━━━ TASK INPUTS
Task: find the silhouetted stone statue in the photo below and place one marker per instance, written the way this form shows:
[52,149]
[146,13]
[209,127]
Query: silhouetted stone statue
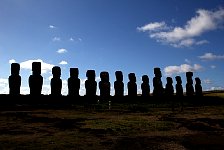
[104,85]
[198,87]
[118,84]
[73,82]
[14,80]
[179,87]
[56,82]
[157,83]
[145,86]
[36,80]
[169,90]
[132,86]
[90,83]
[189,84]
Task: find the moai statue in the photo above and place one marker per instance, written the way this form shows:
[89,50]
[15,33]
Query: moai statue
[14,80]
[73,82]
[118,84]
[56,82]
[36,80]
[198,87]
[90,83]
[189,84]
[145,86]
[157,83]
[132,86]
[169,90]
[104,85]
[179,87]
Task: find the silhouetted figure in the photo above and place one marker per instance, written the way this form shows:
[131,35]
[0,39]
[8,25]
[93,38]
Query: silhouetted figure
[169,90]
[198,87]
[179,87]
[36,80]
[90,83]
[73,82]
[145,86]
[118,84]
[157,83]
[56,82]
[14,80]
[189,84]
[132,86]
[104,85]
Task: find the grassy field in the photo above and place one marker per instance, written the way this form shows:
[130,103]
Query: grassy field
[118,127]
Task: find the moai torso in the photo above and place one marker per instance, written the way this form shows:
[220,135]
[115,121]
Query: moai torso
[118,84]
[198,87]
[56,82]
[14,80]
[145,86]
[132,86]
[179,87]
[73,82]
[169,91]
[104,84]
[36,80]
[90,83]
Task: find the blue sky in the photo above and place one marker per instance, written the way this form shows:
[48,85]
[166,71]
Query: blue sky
[110,35]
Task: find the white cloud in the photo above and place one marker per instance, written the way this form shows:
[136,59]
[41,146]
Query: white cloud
[170,70]
[204,21]
[56,39]
[210,56]
[52,27]
[63,62]
[155,26]
[45,67]
[61,51]
[12,61]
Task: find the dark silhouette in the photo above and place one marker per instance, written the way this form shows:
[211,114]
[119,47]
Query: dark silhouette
[104,85]
[36,80]
[145,86]
[90,83]
[132,86]
[73,82]
[56,82]
[189,84]
[118,84]
[169,90]
[14,80]
[157,83]
[198,87]
[179,87]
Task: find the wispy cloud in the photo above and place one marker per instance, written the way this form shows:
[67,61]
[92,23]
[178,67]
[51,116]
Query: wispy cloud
[211,56]
[45,67]
[63,62]
[185,36]
[170,70]
[61,51]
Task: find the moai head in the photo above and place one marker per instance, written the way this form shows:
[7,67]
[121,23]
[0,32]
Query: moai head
[119,76]
[56,71]
[132,77]
[145,79]
[74,72]
[36,68]
[169,80]
[197,80]
[15,68]
[90,74]
[178,79]
[157,72]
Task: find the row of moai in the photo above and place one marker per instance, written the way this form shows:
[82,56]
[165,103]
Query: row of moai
[36,82]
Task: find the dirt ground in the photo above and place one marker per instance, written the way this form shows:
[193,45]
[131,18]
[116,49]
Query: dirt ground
[114,127]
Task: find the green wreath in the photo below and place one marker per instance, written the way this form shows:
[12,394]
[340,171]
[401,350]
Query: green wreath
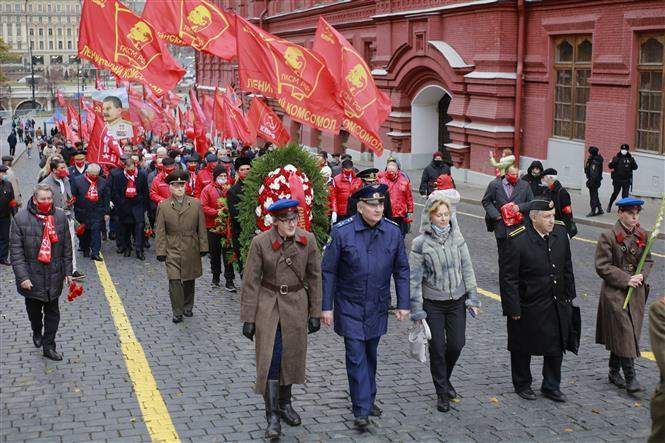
[302,159]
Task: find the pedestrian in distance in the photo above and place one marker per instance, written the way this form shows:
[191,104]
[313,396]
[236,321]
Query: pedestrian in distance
[280,303]
[181,242]
[593,170]
[41,256]
[443,288]
[363,252]
[617,254]
[622,165]
[537,289]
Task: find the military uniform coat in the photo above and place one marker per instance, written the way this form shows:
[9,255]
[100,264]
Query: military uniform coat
[266,262]
[537,283]
[617,256]
[181,237]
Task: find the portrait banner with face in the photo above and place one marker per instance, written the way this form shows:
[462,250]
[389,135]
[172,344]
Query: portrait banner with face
[365,106]
[113,37]
[290,73]
[114,105]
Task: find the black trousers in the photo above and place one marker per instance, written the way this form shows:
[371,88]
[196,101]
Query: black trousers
[520,366]
[44,315]
[624,187]
[218,255]
[5,223]
[447,322]
[594,201]
[127,230]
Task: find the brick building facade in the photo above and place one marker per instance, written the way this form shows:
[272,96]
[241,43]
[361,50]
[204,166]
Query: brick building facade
[592,73]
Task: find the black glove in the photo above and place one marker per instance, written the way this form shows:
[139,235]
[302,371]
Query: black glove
[248,330]
[313,325]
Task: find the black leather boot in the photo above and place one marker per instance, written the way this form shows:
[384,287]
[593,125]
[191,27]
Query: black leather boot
[289,415]
[628,365]
[615,376]
[271,397]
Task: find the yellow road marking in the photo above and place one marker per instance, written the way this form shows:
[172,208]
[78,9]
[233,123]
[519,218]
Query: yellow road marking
[155,415]
[646,354]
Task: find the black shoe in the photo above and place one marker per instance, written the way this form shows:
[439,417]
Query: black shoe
[452,393]
[616,379]
[286,411]
[443,403]
[230,286]
[361,422]
[52,355]
[527,394]
[555,395]
[375,411]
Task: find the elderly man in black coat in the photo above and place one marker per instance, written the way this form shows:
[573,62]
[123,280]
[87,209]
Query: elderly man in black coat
[41,255]
[130,196]
[537,289]
[91,208]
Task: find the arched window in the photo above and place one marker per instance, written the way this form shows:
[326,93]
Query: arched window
[651,88]
[572,66]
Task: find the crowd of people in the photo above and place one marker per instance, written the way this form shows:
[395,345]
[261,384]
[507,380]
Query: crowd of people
[189,204]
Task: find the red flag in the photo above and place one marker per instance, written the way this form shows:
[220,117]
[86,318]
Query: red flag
[102,148]
[268,125]
[200,140]
[196,23]
[112,37]
[231,122]
[294,75]
[365,106]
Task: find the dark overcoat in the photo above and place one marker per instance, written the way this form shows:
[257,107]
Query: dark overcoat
[266,262]
[617,256]
[25,239]
[537,283]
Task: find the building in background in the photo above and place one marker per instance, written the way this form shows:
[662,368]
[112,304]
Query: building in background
[592,73]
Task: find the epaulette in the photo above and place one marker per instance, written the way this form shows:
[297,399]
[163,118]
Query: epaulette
[343,222]
[517,231]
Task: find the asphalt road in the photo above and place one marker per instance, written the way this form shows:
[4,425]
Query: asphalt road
[130,374]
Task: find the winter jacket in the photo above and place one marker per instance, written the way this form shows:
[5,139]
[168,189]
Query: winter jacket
[536,186]
[441,267]
[430,174]
[401,197]
[25,239]
[343,188]
[593,169]
[622,167]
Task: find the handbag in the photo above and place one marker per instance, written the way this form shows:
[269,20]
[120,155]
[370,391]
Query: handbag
[418,339]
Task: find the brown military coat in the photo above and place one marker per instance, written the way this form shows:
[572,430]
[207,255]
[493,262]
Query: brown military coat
[267,308]
[617,256]
[181,236]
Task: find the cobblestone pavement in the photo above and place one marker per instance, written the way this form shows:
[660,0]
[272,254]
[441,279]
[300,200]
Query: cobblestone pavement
[204,368]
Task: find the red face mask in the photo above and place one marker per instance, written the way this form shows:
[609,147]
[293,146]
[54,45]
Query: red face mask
[62,173]
[44,207]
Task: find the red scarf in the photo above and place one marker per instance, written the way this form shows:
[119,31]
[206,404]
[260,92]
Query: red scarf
[130,190]
[92,195]
[49,236]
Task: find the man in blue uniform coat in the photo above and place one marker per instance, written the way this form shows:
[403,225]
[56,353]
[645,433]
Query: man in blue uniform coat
[362,254]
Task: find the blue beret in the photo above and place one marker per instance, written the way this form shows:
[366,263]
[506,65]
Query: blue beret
[283,206]
[376,192]
[629,201]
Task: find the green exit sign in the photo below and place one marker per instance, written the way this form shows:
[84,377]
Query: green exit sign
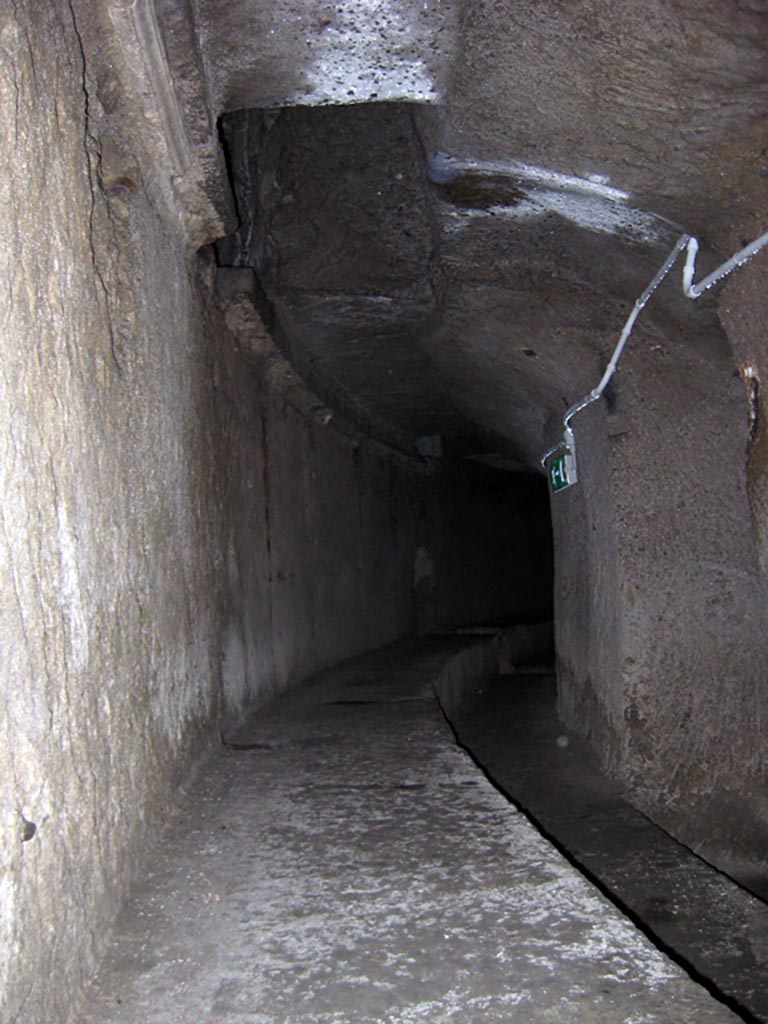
━━━━━━
Display each line of the data above that contains the string "epaulette", copying every such line in full.

### [RESPONSE TO THIS EXERCISE]
Task: find the epaulette in the photo above and place one marker per instance, written the way this form shows:
Query: epaulette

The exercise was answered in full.